### Task instructions
Please copy, word for word, the stretch from the start of the data through the line containing "pixel 950 691", including that line.

### Data to process

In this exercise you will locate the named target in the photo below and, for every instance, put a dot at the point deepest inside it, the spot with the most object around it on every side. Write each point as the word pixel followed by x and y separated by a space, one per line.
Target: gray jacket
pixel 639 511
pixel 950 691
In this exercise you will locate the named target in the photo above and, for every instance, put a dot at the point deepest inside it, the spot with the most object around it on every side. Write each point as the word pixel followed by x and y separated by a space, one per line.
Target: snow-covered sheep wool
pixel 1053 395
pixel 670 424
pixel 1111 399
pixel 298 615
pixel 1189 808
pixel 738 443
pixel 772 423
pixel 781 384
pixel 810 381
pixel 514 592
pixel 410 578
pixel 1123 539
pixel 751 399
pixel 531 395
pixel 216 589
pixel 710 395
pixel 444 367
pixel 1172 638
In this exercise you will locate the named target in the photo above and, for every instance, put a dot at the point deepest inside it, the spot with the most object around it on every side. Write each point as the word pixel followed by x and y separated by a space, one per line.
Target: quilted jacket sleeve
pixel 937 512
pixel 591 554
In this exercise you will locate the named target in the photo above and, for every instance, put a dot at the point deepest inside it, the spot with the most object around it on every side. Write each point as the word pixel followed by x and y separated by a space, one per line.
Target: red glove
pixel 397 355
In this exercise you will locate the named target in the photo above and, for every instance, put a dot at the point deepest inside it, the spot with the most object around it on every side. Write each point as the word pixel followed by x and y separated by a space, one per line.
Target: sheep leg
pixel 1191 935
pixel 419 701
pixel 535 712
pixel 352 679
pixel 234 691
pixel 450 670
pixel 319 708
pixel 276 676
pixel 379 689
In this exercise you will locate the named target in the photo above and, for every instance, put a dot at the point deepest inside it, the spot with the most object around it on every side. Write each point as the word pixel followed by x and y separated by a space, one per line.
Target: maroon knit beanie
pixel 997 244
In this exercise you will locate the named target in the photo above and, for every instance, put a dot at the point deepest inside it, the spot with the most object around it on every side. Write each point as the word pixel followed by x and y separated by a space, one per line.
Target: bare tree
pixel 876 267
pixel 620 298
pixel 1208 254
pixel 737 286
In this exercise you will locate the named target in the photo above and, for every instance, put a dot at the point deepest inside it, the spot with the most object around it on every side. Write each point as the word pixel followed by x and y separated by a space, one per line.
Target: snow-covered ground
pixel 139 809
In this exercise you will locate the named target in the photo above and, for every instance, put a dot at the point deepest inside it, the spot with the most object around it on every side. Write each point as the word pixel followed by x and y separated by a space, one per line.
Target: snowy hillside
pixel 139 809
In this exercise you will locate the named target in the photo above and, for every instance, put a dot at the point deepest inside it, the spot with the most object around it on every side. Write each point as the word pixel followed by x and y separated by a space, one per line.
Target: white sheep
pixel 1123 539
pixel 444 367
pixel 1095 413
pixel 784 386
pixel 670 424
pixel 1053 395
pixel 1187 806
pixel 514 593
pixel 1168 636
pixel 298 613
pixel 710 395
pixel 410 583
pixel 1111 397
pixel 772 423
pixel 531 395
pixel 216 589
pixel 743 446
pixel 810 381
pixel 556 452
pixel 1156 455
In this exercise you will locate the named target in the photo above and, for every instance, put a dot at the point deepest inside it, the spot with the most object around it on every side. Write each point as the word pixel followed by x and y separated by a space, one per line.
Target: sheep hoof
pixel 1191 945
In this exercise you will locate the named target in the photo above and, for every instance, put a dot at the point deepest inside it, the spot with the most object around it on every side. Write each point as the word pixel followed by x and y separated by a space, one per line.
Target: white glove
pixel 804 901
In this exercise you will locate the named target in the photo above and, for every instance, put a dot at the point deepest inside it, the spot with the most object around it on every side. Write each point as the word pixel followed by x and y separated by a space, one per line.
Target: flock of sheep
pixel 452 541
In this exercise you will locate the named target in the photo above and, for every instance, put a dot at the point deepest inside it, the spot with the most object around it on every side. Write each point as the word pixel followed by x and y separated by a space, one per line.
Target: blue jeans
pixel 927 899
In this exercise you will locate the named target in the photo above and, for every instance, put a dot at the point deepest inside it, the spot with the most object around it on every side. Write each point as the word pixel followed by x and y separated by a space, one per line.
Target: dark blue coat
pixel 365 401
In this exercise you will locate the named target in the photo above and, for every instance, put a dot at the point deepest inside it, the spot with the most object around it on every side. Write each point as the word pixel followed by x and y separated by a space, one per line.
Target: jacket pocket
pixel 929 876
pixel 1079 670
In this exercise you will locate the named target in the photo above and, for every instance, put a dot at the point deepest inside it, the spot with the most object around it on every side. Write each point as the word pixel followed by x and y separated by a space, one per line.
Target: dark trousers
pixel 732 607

### Correct answer
In this exercise you will locate the named target in the photo below and, for every instance, put a dot at the point deepest inside it, the spot with the most object around it on every side. Write each point as the word pixel followed by x and y separated by a space, one per line.
Target: gray jacket
pixel 639 511
pixel 950 691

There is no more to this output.